═══ Recorded data ═══
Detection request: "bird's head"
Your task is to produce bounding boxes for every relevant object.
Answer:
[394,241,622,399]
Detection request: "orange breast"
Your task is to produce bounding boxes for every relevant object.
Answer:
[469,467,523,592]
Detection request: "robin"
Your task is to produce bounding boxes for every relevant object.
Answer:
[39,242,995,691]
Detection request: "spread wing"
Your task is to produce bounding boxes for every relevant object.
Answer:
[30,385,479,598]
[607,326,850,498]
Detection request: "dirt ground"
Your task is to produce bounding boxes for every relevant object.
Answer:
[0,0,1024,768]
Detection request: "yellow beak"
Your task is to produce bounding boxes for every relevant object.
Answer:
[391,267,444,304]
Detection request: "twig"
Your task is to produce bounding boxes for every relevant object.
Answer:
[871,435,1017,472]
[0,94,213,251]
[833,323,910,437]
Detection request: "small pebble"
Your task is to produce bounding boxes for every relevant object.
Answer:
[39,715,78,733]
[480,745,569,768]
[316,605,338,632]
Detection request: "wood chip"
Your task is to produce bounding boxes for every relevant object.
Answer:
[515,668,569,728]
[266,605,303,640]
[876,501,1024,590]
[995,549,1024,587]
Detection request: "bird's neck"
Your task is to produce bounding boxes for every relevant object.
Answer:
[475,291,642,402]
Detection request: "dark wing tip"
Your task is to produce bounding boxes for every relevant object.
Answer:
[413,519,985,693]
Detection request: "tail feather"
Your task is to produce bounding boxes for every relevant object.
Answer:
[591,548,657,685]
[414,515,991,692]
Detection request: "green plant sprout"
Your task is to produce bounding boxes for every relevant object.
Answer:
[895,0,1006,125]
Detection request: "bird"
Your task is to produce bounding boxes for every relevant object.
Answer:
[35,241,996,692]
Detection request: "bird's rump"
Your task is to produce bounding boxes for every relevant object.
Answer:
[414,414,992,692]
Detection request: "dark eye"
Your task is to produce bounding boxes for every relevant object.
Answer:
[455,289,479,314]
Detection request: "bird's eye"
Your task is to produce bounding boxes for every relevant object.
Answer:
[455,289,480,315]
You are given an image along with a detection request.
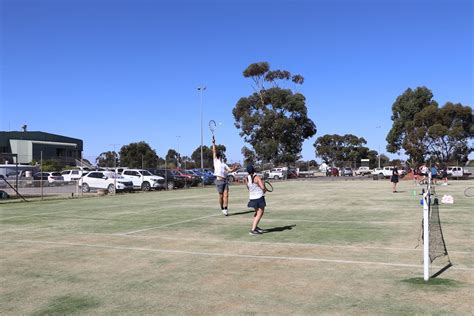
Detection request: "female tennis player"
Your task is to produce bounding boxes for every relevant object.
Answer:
[245,165,267,236]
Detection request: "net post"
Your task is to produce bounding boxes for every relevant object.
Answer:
[423,170,431,281]
[423,191,430,281]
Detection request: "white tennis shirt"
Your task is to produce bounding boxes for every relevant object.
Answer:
[214,159,230,178]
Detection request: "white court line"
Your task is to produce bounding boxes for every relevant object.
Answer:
═══
What the task requires →
Reproduce all of the material above verbatim, omitting the pictures.

Answer to this problem →
Detection request: "bird's head"
Your task is to produce bounding boxes for every relevant object.
Answer:
[394,241,622,399]
Detection request: "orange breast"
Your task is to produce bounding boxes for every relevant object.
Answer:
[469,467,523,592]
Detection request: "robin"
Your task is to produce bounding boxes for every relevant object.
Answer:
[39,242,995,691]
Detection request: "spread wing"
Your task is to produce bounding boxes for every relevant object.
Answer:
[30,385,479,598]
[607,326,850,498]
Detection request: "dirt ground"
Your task is to produce bounding boxes for every relevant object.
Answer:
[0,0,1024,768]
Detection request: "yellow beak"
Your task is to produce bounding boxes for every relevant object.
Answer:
[391,267,444,304]
Detection request: "twig"
Your task is to produce bounding boxes for every relevant object.
Answer:
[871,435,1017,472]
[0,94,213,251]
[833,323,910,437]
Detection request: "small pebble"
Your task is to produce bounding boxes for every relevant object.
Answer:
[39,715,78,733]
[480,745,569,768]
[316,605,338,632]
Detection request: "wood chip"
Your task is to produce bounding boxes for every relevant object.
Answer:
[515,668,569,728]
[266,605,303,640]
[876,501,1024,590]
[995,549,1024,587]
Detection request: "bird's neck"
Your task is to produce bounding boxes for every relevant object.
Answer:
[475,291,642,402]
Detection request: "dark wing tip"
Your task is to produce bounding boxes for every relevant object.
Answer:
[413,519,985,693]
Detection request: "tail feather"
Your task is to produce bounding boxes for every relevant object.
Answer:
[591,548,657,685]
[414,515,991,692]
Detection request: "green plant sprout"
Your task is to produce bounding boxes for every relevant object.
Answer:
[895,0,1006,125]
Detection request: "bird"
Your task is to produce bounding boxes for every relevant object.
Answer:
[35,241,996,692]
Detection request: "bird's rump"
Your task is to produce bounding boxes for every relevant object.
Answer:
[414,414,992,692]
Detection request: "dark eye"
Your task is to produce bounding boxes for every relevant object.
Answer:
[455,289,479,314]
Detection request: "bird's eye"
Your task is to produce bounding boxes for every relevant object.
Answer:
[455,289,480,315]
You are given an image along with a detection request.
Detection request: "female tennis player"
Your task is to produce bounding boxes for every relevant object.
Answer:
[245,165,267,236]
Detection request: "net post"
Your task is to produce bounding boxes for every relevant object.
Answer:
[423,170,431,281]
[423,191,430,281]
Detection request: "white tennis shirt"
Your task is to produce bounding boxes for every relevant object.
Answer:
[214,159,230,178]
Detection request: "white court line"
Your task is to produce bounding boxes for every relevant object.
Answer:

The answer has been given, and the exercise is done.